Copy out every record exactly.

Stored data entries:
● ● ● ●

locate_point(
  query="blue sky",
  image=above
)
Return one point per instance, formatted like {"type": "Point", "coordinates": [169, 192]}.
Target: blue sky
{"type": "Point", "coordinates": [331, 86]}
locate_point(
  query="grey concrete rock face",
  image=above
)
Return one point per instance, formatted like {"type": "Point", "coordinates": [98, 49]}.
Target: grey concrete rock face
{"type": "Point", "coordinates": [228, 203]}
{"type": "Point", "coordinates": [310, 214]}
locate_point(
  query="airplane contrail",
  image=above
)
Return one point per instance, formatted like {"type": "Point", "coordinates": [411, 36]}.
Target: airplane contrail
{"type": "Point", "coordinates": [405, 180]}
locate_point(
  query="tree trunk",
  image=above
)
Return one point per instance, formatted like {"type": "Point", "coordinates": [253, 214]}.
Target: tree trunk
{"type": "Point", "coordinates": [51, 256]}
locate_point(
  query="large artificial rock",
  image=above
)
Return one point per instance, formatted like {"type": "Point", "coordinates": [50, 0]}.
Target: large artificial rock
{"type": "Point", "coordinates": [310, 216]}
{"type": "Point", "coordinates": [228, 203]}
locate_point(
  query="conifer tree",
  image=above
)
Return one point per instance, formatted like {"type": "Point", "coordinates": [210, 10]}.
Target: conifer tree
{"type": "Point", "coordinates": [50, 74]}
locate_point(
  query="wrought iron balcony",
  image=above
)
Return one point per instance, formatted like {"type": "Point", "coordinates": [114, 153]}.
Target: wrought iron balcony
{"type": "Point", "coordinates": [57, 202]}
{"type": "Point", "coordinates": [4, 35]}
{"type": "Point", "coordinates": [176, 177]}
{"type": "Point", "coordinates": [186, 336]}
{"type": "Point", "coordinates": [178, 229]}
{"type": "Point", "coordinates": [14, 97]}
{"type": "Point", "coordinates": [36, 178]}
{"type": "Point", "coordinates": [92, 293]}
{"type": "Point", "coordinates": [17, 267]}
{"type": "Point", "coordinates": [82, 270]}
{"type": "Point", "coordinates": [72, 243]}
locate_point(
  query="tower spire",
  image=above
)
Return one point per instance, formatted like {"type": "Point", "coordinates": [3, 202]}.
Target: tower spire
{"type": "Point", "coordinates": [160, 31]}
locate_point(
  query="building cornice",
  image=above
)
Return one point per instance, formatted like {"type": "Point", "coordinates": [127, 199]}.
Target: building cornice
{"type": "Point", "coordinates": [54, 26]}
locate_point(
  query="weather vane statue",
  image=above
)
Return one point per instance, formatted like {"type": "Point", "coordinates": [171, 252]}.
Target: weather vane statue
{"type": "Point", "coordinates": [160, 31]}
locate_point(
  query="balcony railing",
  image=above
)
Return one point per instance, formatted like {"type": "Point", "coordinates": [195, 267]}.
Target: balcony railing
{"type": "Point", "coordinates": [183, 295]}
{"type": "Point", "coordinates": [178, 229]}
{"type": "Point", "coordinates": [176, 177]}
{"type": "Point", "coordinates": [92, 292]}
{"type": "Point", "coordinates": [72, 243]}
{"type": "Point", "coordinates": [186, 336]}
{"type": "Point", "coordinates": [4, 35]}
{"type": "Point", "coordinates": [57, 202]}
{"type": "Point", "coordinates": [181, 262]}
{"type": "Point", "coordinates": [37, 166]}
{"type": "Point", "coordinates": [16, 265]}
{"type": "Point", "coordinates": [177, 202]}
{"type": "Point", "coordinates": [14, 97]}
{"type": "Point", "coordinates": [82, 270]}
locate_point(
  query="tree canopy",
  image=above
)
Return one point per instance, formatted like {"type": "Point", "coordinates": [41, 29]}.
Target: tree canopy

● ● ● ●

- EXERCISE SOLUTION
locate_point(
  query="blue sky",
  image=above
)
Return one point per instance, formatted like {"type": "Point", "coordinates": [169, 192]}.
Target: blue sky
{"type": "Point", "coordinates": [331, 86]}
locate_point(
  query="grey concrete rock face",
  image=above
)
Return one point per instance, formatted like {"type": "Point", "coordinates": [98, 49]}.
Target: grey concrete rock face
{"type": "Point", "coordinates": [228, 203]}
{"type": "Point", "coordinates": [310, 214]}
locate_point(
  query="airplane contrail",
  image=above
)
Return one point per instance, formatted like {"type": "Point", "coordinates": [411, 36]}.
Target: airplane contrail
{"type": "Point", "coordinates": [405, 180]}
locate_point(
  query="tree trunk",
  image=above
)
Return one point per instance, formatted like {"type": "Point", "coordinates": [253, 214]}.
Target: tree trunk
{"type": "Point", "coordinates": [51, 256]}
locate_point(
  query="large artificial rock",
  image=above
)
Return one point per instance, formatted like {"type": "Point", "coordinates": [50, 0]}.
Target: large artificial rock
{"type": "Point", "coordinates": [310, 216]}
{"type": "Point", "coordinates": [228, 203]}
locate_point(
  query="conifer tree",
  image=above
)
Return one point per instance, formatted like {"type": "Point", "coordinates": [210, 10]}.
Target: conifer tree
{"type": "Point", "coordinates": [50, 74]}
locate_point(
  query="wrought iron balcony",
  image=above
)
Return one point per instance, formatted like {"type": "Point", "coordinates": [114, 153]}.
Target: wrought iron balcony
{"type": "Point", "coordinates": [57, 202]}
{"type": "Point", "coordinates": [4, 35]}
{"type": "Point", "coordinates": [176, 177]}
{"type": "Point", "coordinates": [186, 336]}
{"type": "Point", "coordinates": [178, 229]}
{"type": "Point", "coordinates": [14, 97]}
{"type": "Point", "coordinates": [36, 178]}
{"type": "Point", "coordinates": [92, 293]}
{"type": "Point", "coordinates": [17, 267]}
{"type": "Point", "coordinates": [82, 270]}
{"type": "Point", "coordinates": [72, 243]}
locate_point(
  query="tower spire",
  image=above
)
Return one point per instance, formatted like {"type": "Point", "coordinates": [3, 202]}.
Target: tower spire
{"type": "Point", "coordinates": [160, 31]}
locate_point(
  query="building cornice",
  image=above
)
Return one point per instance, formatted like {"type": "Point", "coordinates": [127, 199]}.
Target: building cornice
{"type": "Point", "coordinates": [54, 26]}
locate_point(
  query="weather vane statue",
  image=above
)
Return one point per instance, formatted like {"type": "Point", "coordinates": [171, 252]}.
Target: weather vane statue
{"type": "Point", "coordinates": [160, 31]}
locate_point(
  query="balcony railing",
  image=above
)
Return one point per instance, formatted like {"type": "Point", "coordinates": [195, 267]}.
Target: balcony railing
{"type": "Point", "coordinates": [183, 295]}
{"type": "Point", "coordinates": [178, 229]}
{"type": "Point", "coordinates": [176, 177]}
{"type": "Point", "coordinates": [92, 292]}
{"type": "Point", "coordinates": [72, 243]}
{"type": "Point", "coordinates": [186, 336]}
{"type": "Point", "coordinates": [4, 35]}
{"type": "Point", "coordinates": [57, 202]}
{"type": "Point", "coordinates": [181, 262]}
{"type": "Point", "coordinates": [37, 166]}
{"type": "Point", "coordinates": [16, 265]}
{"type": "Point", "coordinates": [177, 202]}
{"type": "Point", "coordinates": [14, 97]}
{"type": "Point", "coordinates": [82, 270]}
locate_point(
  query="tree canopy",
  image=above
)
Return one point per instance, formatted like {"type": "Point", "coordinates": [41, 29]}.
Target: tree canopy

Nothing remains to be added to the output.